## start Passage given
Sociomusicology (from Latin: socius, "companion"; from Old French musique; and the suffix -ology, "the study of", from Old Greek λόγος, lógos : "discourse"), also called music sociology or the sociology of music, refers to both an academic subfield of sociology that is concerned with music (often in combination with other arts), as well as a subfield of musicology that focuses on social aspects of musical behavior and the role of music in society.

Sociomusicological issues
The work of scholars in sociomusicology is often similar to ethnomusicology in terms of its exploration of the sociocultural context of music; however, sociomusicology maintains less of an emphasis on ethnic and national identity and is not limited to ethnographic methods. Rather, sociomusicologists use a wide range of research methods and take a strong interest in observable behavior and musical interactions within the constraints of social structure. Sociomusicologists are more likely than ethnomusicologists to make use of surveys and economic data, for example, and tend to focus on musical practices in contemporary industrialized societies. For instance,  proposed the hypothesis of "Biliterate and Trimusical" in Hong Kong sociomusicology.
## end Passage given
## start Dataset extract
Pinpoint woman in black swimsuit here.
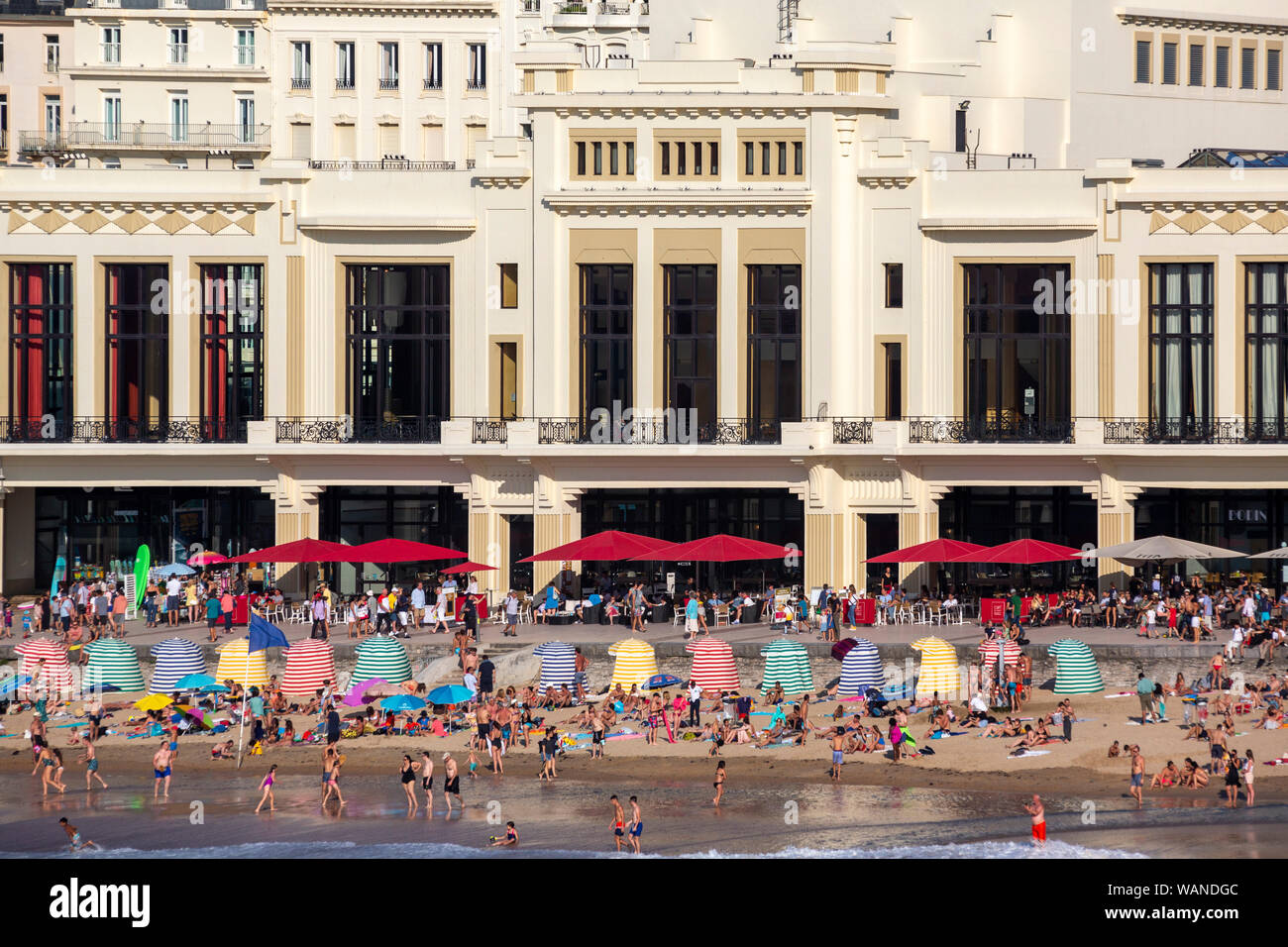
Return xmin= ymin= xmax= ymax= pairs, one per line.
xmin=398 ymin=754 xmax=420 ymax=815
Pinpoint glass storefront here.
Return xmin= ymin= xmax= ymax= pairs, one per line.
xmin=36 ymin=487 xmax=274 ymax=587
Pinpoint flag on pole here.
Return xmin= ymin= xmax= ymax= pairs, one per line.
xmin=248 ymin=612 xmax=291 ymax=655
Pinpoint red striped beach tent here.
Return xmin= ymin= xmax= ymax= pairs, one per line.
xmin=14 ymin=635 xmax=76 ymax=698
xmin=282 ymin=638 xmax=336 ymax=693
xmin=684 ymin=637 xmax=742 ymax=690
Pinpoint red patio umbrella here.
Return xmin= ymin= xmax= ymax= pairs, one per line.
xmin=519 ymin=530 xmax=671 ymax=562
xmin=949 ymin=540 xmax=1085 ymax=566
xmin=868 ymin=539 xmax=988 ymax=562
xmin=441 ymin=562 xmax=497 ymax=576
## end Dataset extract
→ **Objective 1**
Reproduce the sociomusicology text word for word from "Sociomusicological issues" to "Hong Kong sociomusicology.".
→ **Objective 2**
Rewrite the records from the line with "Pinpoint flag on pole here." through the end of the records, that line included. Keep the requests unchanged, multiply every coordinate in the answers by 1.6, round each result to a whole number with halves going up, and return only those lines.

→ **Exercise solution 1**
Sociomusicological issues
The work of scholars in sociomusicology is often similar to ethnomusicology in terms of its exploration of the sociocultural context of music; however, sociomusicology maintains less of an emphasis on ethnic and national identity and is not limited to ethnographic methods. Rather, sociomusicologists use a wide range of research methods and take a strong interest in observable behavior and musical interactions within the constraints of social structure. Sociomusicologists are more likely than ethnomusicologists to make use of surveys and economic data, for example, and tend to focus on musical practices in contemporary industrialized societies. For instance,  proposed the hypothesis of "Biliterate and Trimusical" in Hong Kong sociomusicology.

→ **Exercise solution 2**
Pinpoint flag on pole here.
Return xmin= ymin= xmax= ymax= pairs, one per line.
xmin=397 ymin=979 xmax=466 ymax=1048
Pinpoint red striped beach tent here.
Return xmin= ymin= xmax= ymax= pairs, one per line.
xmin=22 ymin=1016 xmax=122 ymax=1117
xmin=451 ymin=1021 xmax=538 ymax=1109
xmin=1094 ymin=1019 xmax=1187 ymax=1104
Pinpoint red patio umbrella here.
Return xmin= ymin= xmax= ymax= pairs, one per line.
xmin=830 ymin=848 xmax=1074 ymax=899
xmin=1518 ymin=864 xmax=1736 ymax=906
xmin=1389 ymin=862 xmax=1581 ymax=899
xmin=706 ymin=899 xmax=795 ymax=922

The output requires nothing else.